** Data provided **
===============
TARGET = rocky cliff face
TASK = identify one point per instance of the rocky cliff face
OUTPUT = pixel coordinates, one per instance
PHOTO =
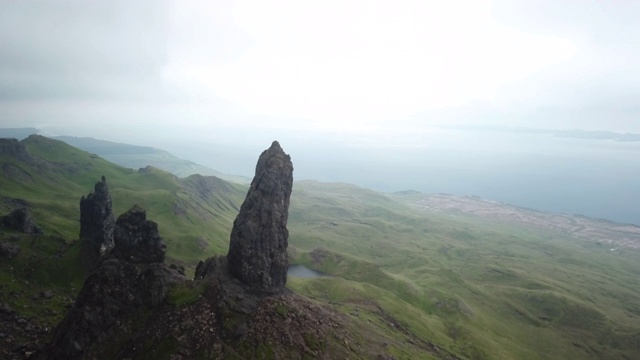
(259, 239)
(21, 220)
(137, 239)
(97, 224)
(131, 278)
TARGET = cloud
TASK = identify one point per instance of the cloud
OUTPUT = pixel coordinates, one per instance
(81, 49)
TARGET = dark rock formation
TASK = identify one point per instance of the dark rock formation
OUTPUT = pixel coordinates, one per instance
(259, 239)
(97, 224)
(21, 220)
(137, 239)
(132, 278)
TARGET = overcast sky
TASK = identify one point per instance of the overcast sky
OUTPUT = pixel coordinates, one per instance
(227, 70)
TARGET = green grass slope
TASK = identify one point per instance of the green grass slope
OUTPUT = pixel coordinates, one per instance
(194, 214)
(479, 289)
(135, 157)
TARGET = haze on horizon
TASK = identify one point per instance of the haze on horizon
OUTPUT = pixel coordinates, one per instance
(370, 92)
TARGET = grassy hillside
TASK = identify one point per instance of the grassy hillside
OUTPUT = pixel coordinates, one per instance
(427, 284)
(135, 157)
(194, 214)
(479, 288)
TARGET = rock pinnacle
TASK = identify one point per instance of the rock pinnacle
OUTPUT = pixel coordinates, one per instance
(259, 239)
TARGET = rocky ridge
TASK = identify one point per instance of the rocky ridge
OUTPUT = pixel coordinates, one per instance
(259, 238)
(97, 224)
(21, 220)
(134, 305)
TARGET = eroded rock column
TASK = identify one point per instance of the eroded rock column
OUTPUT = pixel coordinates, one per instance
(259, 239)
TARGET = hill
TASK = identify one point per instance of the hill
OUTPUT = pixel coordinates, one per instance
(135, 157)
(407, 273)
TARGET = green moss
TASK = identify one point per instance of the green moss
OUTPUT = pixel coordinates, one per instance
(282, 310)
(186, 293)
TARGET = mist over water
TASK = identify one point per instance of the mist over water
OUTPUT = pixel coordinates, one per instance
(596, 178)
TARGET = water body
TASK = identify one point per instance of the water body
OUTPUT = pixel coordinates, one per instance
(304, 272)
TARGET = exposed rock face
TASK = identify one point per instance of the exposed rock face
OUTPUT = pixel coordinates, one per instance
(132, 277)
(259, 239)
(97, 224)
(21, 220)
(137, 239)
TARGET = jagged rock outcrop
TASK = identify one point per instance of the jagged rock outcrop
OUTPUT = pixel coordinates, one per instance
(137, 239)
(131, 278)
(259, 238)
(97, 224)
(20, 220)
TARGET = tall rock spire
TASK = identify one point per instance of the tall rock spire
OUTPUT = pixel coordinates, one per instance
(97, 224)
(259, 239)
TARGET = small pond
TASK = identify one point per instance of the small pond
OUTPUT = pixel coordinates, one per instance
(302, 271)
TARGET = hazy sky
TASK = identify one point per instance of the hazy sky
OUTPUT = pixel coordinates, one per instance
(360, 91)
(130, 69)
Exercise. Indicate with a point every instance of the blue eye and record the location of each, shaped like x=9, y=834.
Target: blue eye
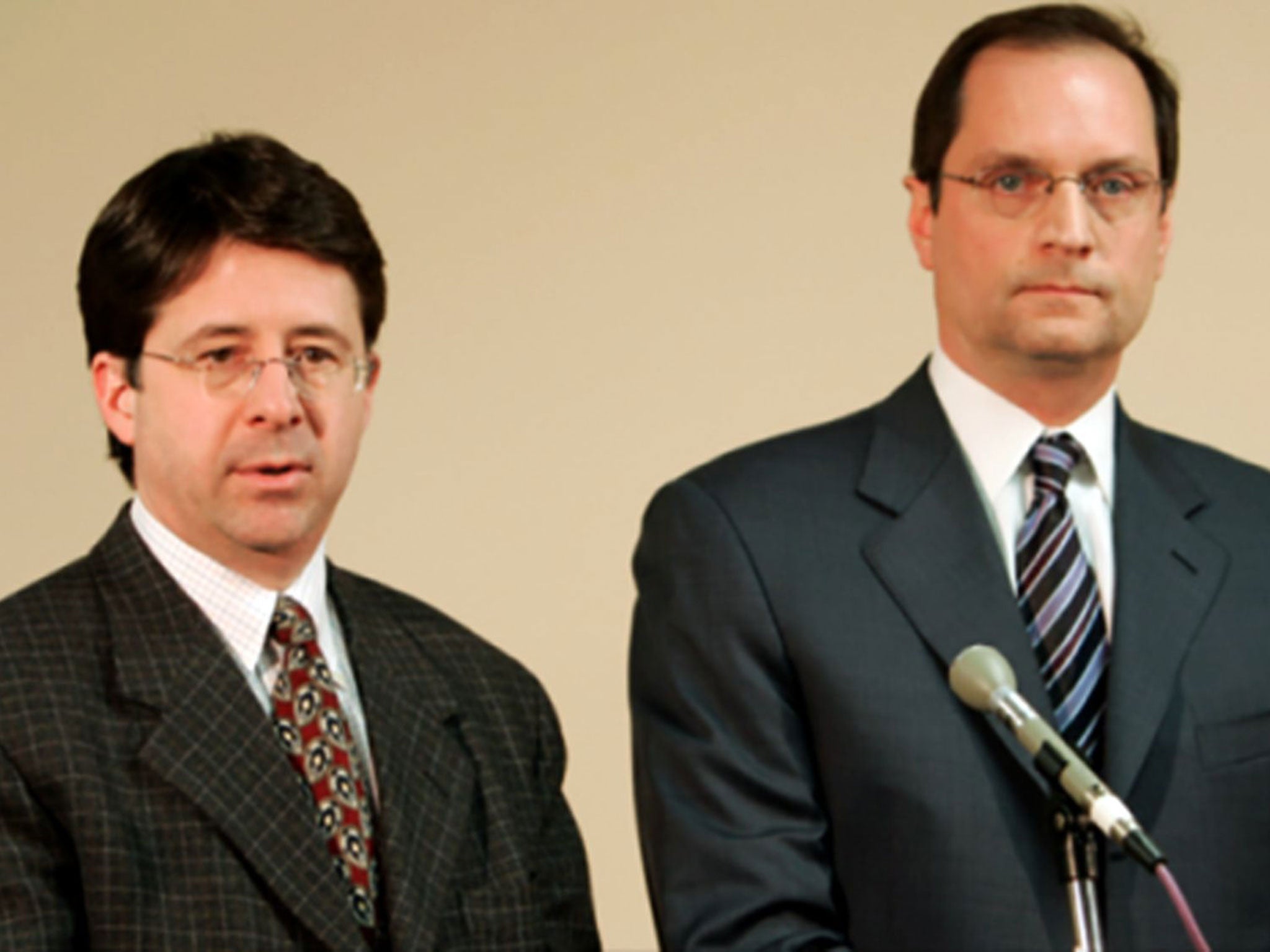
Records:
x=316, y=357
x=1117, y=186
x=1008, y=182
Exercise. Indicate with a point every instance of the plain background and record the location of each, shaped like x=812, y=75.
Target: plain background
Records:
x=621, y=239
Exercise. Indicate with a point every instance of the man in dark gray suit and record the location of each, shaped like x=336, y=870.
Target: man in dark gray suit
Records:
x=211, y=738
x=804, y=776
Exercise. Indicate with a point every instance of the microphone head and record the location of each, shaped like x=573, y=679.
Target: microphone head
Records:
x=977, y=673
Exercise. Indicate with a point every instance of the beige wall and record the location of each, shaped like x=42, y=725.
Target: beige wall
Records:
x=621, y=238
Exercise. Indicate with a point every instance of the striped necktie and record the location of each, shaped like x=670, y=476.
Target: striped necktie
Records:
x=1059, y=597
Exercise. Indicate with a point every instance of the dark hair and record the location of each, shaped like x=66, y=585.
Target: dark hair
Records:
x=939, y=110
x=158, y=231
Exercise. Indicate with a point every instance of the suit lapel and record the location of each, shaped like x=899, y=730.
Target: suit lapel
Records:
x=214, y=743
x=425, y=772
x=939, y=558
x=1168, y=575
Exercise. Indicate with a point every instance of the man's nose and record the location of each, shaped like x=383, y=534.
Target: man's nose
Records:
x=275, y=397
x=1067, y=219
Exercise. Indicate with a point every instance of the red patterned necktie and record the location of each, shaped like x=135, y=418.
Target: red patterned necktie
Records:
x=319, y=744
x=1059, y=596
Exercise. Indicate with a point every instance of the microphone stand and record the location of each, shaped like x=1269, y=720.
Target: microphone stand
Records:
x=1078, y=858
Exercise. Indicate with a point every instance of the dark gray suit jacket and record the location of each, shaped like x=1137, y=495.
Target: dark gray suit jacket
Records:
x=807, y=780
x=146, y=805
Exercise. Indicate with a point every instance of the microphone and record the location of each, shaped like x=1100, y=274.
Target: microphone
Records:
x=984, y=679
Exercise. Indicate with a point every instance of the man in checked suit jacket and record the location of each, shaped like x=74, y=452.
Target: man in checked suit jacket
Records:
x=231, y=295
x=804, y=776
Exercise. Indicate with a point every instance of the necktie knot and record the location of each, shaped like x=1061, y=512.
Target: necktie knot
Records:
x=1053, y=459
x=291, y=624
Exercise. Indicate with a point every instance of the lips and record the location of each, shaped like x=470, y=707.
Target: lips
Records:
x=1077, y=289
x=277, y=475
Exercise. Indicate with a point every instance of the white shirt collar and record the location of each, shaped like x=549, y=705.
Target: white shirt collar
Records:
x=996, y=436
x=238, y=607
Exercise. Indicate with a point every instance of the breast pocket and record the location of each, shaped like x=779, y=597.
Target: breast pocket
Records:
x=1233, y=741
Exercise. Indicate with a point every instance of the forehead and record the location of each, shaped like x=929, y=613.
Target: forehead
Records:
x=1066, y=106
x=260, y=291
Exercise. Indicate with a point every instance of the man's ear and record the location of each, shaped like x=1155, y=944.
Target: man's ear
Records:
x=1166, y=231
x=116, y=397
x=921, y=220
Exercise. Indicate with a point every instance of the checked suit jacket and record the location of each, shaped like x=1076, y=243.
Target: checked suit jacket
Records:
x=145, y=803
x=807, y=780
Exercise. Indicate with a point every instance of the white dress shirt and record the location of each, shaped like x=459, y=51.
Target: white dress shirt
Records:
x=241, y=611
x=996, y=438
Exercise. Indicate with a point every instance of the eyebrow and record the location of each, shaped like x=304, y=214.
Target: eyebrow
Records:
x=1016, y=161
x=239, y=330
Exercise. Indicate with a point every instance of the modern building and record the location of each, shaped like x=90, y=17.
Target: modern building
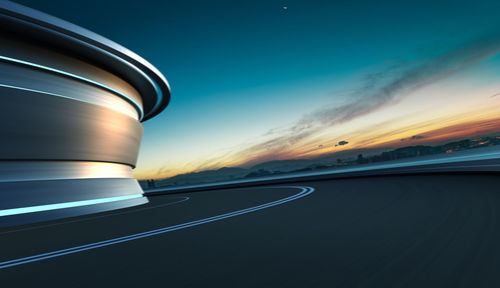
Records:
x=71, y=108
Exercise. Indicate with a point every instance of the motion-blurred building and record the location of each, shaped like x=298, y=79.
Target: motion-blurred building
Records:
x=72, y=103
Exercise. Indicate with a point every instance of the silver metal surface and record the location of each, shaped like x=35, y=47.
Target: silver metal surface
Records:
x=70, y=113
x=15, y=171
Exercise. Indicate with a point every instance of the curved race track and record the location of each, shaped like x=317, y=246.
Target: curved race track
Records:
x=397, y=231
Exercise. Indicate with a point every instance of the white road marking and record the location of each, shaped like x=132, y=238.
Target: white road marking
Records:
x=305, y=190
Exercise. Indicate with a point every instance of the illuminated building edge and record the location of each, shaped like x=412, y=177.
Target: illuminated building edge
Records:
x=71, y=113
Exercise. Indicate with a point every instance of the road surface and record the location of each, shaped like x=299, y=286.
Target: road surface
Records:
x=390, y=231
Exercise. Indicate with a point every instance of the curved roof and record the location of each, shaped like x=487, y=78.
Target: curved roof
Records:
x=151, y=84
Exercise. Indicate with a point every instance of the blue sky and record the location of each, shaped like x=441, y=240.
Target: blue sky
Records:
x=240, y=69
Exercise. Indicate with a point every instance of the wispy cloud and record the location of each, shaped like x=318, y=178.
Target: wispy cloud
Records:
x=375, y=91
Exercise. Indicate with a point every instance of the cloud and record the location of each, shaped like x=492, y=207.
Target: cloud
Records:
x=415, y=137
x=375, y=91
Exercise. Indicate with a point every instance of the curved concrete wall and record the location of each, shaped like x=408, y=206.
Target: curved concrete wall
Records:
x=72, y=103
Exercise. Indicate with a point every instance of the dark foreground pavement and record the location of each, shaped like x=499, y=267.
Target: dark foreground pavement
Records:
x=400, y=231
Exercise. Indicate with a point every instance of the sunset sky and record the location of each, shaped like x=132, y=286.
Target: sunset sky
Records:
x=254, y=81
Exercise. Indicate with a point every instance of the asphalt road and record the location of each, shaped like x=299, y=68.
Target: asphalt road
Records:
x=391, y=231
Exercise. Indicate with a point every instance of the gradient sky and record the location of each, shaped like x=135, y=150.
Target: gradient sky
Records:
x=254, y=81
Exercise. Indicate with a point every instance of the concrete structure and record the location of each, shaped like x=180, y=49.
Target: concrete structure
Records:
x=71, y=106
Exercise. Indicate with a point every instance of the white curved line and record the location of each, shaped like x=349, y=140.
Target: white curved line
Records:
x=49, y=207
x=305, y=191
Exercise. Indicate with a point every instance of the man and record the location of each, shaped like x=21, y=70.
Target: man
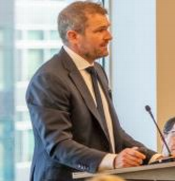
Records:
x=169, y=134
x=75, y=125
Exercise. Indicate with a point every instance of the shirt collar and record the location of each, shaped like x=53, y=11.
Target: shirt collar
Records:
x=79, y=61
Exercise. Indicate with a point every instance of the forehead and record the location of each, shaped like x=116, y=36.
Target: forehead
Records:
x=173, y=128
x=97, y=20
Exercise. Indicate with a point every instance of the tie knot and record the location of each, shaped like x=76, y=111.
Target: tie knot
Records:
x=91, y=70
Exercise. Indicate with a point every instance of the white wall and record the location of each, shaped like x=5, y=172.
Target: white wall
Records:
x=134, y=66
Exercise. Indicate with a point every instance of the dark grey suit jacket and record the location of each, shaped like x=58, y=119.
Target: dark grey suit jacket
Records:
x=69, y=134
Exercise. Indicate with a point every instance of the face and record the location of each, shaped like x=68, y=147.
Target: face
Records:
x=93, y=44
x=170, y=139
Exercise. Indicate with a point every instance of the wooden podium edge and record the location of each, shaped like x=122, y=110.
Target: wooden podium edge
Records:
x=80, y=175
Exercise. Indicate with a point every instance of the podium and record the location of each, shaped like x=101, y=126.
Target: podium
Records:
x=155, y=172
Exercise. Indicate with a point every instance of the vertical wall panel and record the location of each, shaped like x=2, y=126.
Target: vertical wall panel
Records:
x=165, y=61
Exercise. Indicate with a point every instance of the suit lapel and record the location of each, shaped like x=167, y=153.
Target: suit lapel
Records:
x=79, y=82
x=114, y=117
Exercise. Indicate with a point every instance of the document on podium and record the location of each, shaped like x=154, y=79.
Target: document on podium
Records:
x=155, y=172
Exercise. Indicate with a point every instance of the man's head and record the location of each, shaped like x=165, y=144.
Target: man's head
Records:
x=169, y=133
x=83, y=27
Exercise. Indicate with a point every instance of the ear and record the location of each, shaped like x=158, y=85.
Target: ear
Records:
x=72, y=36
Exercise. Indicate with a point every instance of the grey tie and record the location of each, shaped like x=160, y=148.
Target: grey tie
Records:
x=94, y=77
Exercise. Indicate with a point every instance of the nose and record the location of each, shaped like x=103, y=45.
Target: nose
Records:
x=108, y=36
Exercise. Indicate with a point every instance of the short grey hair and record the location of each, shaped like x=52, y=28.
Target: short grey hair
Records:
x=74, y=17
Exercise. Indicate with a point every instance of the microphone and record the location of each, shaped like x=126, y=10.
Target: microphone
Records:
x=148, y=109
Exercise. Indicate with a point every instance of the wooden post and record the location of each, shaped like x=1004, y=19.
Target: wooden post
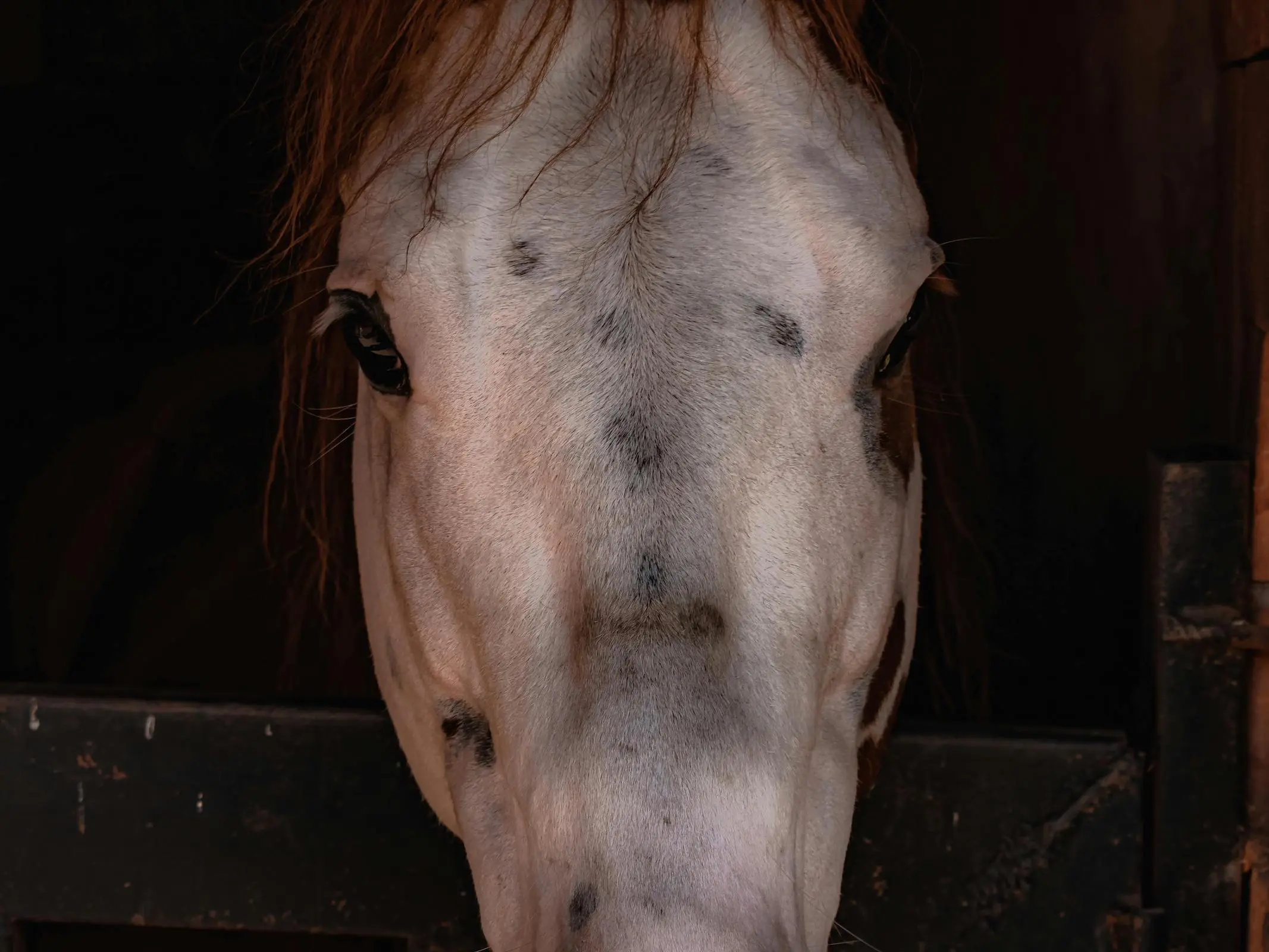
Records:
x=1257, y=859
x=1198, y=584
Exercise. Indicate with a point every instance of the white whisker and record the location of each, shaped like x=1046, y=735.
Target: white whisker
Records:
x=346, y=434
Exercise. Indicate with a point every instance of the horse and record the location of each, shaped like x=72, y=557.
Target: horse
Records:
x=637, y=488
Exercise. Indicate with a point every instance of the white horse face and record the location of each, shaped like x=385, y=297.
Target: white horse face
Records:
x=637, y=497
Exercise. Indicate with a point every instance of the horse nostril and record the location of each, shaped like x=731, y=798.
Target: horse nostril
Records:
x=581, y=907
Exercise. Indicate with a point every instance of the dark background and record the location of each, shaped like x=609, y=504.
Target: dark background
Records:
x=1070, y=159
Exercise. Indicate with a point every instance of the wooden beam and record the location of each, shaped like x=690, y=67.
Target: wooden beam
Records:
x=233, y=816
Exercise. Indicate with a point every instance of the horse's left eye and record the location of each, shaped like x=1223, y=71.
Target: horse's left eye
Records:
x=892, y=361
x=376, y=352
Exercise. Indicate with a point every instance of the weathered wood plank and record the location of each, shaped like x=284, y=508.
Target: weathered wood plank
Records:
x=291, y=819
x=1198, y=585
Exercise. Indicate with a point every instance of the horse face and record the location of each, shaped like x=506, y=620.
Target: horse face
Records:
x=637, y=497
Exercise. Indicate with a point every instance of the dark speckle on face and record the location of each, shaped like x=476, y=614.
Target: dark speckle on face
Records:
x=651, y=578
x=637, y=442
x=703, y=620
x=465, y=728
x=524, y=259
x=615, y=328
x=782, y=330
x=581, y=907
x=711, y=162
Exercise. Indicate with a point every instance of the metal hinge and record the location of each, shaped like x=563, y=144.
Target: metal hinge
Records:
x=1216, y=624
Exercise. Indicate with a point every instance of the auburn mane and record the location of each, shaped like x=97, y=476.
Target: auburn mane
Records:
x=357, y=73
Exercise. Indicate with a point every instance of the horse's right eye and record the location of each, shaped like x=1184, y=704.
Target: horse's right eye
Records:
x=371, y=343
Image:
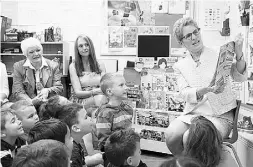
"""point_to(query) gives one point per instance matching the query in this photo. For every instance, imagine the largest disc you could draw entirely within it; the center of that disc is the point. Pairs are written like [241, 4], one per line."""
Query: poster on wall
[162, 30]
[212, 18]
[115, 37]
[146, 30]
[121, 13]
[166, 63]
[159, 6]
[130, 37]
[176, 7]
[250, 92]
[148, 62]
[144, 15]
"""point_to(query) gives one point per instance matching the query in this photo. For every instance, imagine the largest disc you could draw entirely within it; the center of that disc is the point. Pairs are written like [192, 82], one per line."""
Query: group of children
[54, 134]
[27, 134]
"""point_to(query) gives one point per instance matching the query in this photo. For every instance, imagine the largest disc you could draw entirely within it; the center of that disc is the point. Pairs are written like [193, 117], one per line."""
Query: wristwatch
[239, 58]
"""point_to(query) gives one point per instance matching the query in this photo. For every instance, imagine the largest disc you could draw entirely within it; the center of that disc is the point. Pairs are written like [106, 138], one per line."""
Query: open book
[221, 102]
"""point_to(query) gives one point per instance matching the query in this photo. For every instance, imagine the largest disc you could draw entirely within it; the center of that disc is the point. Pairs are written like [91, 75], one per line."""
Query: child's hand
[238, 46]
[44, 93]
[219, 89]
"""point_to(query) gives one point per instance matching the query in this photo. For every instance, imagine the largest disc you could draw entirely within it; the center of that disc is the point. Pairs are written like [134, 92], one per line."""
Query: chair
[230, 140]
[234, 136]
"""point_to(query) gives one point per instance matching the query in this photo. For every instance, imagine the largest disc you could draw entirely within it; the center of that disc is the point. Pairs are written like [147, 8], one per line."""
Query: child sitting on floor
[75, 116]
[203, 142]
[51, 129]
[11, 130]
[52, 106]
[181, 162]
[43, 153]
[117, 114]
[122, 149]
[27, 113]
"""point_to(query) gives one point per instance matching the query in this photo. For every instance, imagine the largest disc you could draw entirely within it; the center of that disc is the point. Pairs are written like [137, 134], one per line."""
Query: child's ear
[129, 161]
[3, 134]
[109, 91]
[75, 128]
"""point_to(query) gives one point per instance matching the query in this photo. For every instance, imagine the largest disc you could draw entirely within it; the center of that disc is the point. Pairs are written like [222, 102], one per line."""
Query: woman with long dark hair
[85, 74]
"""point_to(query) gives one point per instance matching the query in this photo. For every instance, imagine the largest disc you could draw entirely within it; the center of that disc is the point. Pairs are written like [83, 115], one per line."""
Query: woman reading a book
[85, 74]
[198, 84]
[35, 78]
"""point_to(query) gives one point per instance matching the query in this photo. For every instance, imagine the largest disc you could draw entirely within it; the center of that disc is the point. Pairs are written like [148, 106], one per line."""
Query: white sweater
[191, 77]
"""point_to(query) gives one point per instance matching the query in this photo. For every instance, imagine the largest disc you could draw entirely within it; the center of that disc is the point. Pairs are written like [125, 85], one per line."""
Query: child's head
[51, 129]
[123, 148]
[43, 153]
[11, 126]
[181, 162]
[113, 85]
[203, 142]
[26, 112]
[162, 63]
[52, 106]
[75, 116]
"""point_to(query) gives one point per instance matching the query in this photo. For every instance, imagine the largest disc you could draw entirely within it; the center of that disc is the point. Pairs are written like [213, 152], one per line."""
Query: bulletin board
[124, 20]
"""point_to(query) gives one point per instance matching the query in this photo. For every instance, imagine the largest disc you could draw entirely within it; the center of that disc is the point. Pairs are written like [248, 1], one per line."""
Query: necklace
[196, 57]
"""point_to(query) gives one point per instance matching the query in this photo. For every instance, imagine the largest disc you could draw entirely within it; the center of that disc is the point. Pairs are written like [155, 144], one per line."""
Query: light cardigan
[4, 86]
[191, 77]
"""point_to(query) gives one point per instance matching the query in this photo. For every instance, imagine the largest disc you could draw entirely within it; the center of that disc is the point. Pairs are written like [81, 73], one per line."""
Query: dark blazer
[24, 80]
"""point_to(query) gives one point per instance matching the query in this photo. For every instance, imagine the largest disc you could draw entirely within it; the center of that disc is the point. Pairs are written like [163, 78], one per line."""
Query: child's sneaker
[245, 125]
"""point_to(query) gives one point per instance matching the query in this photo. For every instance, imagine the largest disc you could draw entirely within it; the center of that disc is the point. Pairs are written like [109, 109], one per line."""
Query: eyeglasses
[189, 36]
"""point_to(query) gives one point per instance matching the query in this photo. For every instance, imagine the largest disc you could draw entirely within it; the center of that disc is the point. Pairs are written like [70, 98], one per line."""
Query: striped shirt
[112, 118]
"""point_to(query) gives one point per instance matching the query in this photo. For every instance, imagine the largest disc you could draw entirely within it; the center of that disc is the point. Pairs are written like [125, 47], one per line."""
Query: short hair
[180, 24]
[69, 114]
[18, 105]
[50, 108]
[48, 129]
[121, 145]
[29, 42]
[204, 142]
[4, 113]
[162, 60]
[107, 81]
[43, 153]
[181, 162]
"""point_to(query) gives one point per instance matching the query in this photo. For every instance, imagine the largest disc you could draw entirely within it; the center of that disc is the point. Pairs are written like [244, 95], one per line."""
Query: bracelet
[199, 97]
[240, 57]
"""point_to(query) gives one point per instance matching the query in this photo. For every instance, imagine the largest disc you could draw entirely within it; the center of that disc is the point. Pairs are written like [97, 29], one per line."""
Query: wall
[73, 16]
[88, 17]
===============
** Assignment **
Work out how many lines above contain "pocket"; write only the number.

** Answer to the problem **
2